Convert the material below into a numbered list with one line per item, leaving out any blank lines.

Records from a data collection
§
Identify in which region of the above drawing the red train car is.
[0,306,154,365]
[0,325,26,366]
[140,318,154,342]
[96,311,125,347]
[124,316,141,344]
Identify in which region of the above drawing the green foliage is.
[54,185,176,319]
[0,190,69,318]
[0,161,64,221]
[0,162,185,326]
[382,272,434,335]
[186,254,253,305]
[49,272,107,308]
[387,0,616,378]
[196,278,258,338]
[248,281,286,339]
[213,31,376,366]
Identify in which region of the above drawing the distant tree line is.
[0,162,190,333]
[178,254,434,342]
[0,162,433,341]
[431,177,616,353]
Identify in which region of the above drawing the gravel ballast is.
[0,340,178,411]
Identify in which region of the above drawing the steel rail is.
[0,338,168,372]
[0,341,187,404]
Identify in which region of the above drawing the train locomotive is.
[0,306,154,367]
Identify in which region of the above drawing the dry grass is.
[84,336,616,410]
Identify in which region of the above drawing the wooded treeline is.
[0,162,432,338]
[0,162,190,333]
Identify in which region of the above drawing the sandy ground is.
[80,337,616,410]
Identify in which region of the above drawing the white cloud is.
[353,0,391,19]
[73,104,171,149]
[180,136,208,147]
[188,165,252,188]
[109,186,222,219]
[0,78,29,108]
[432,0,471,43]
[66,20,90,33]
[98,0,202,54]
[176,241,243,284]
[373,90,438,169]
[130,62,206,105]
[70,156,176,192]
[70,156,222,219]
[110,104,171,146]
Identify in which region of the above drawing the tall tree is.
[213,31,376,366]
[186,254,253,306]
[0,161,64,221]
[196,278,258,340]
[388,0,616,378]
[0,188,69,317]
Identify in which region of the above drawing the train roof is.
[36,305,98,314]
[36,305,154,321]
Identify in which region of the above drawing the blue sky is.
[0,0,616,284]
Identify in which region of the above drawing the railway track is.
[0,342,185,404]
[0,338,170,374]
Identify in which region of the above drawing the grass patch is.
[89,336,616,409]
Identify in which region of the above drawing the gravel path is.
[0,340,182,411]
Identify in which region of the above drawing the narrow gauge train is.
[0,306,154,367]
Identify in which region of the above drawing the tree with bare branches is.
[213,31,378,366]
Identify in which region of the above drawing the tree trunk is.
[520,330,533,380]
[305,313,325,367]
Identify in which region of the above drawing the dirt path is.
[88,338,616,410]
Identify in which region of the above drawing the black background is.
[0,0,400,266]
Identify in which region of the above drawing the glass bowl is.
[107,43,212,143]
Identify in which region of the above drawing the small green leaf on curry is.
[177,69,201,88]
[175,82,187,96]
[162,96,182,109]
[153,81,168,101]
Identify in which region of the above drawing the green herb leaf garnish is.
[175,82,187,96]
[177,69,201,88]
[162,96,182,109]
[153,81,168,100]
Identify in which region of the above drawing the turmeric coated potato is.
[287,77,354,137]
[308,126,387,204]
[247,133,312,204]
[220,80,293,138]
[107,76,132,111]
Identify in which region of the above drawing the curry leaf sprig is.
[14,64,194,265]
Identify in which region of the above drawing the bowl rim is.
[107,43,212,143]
§
*WRITTEN RESPONSE:*
1. Identify in which region of the above drawing the red train car is.
2. [0,306,154,365]
3. [0,325,26,366]
4. [140,318,154,342]
5. [96,311,125,347]
6. [124,316,141,344]
7. Identify in which region of the above drawing the green foliage is.
8. [54,185,176,319]
9. [0,190,69,318]
10. [0,161,64,221]
11. [0,162,185,326]
12. [382,272,434,335]
13. [186,254,253,305]
14. [49,272,107,308]
15. [387,0,616,378]
16. [196,278,258,338]
17. [248,281,286,339]
18. [213,31,376,366]
19. Identify in which region of the above drawing the distant tree line is.
20. [0,162,190,333]
21. [178,254,434,342]
22. [0,162,433,341]
23. [431,177,616,353]
24. Identify in which region of the above drawing the gravel ballast is.
25. [0,340,178,411]
26. Identify in which region of the above drawing the steel rail is.
27. [0,338,168,372]
28. [0,341,187,404]
29. Identify in which region of the above drawing the train locomotive is.
30. [0,306,154,367]
31. Identify in which region of the above drawing the dry grass is.
32. [84,336,616,410]
33. Identify in which region of the above drawing the wooded treeline is.
34. [0,162,432,338]
35. [0,162,190,333]
36. Identify in which region of the above drawing the sandy ground is.
37. [80,337,616,410]
38. Identify in which region of the above drawing the white cloud is.
39. [353,0,391,19]
40. [73,104,171,149]
41. [180,136,208,147]
42. [188,165,252,188]
43. [109,186,222,219]
44. [0,78,29,108]
45. [432,0,471,43]
46. [66,20,90,33]
47. [98,0,202,54]
48. [176,241,243,284]
49. [373,90,438,169]
50. [130,62,206,105]
51. [70,156,176,192]
52. [70,156,222,219]
53. [110,104,171,146]
54. Identify in which region of the above drawing the tall tree is.
55. [213,31,376,366]
56. [186,254,253,306]
57. [0,161,64,221]
58. [196,278,258,340]
59. [388,0,616,378]
60. [0,188,69,317]
61. Identify in which region of the above drawing the train roof is.
62. [36,305,98,314]
63. [36,305,154,321]
64. Identify in which region of the above drawing the blue sky is.
65. [0,0,616,284]
66. Identify in which region of the above drawing the railway track is.
67. [0,342,185,404]
68. [0,338,170,374]
69. Identify in which region of the above drawing the grass patch is.
70. [89,336,616,409]
71. Identify in which region of the above drawing the gravel path is.
72. [0,340,182,411]
73. Identify in which region of the above drawing the narrow gauge train is.
74. [0,306,154,367]
75. Identify in which region of the above drawing the tree with bare branches is.
76. [213,31,378,366]
77. Identify in which region of the above drawing the tree trunk is.
78. [520,330,533,380]
79. [305,313,325,367]
80. Identify in which region of the above drawing the dirt path is.
81. [88,338,616,410]
82. Identify in which region of the above drawing the black background is.
83. [0,0,400,266]
84. Identify in which region of the above drawing the glass bowl is.
85. [107,43,212,143]
86. Identify in which region of the above drawing the small green leaf on curry is.
87. [177,69,201,88]
88. [175,82,187,96]
89. [162,96,182,109]
90. [153,81,168,101]
91. Identify in which region of the above drawing the green herb leaf garnish is.
92. [175,82,187,96]
93. [177,69,201,88]
94. [162,96,182,109]
95. [153,81,168,100]
96. Identify in which region of the above drawing the turmeric coated potato is.
97. [287,77,354,137]
98. [308,126,387,204]
99. [247,133,312,204]
100. [220,80,293,138]
101. [107,76,132,111]
102. Identify in which region of the above drawing the curry leaf sprig is.
103. [14,64,194,265]
104. Identify in which region of the above drawing the bowl rim is.
105. [107,43,212,143]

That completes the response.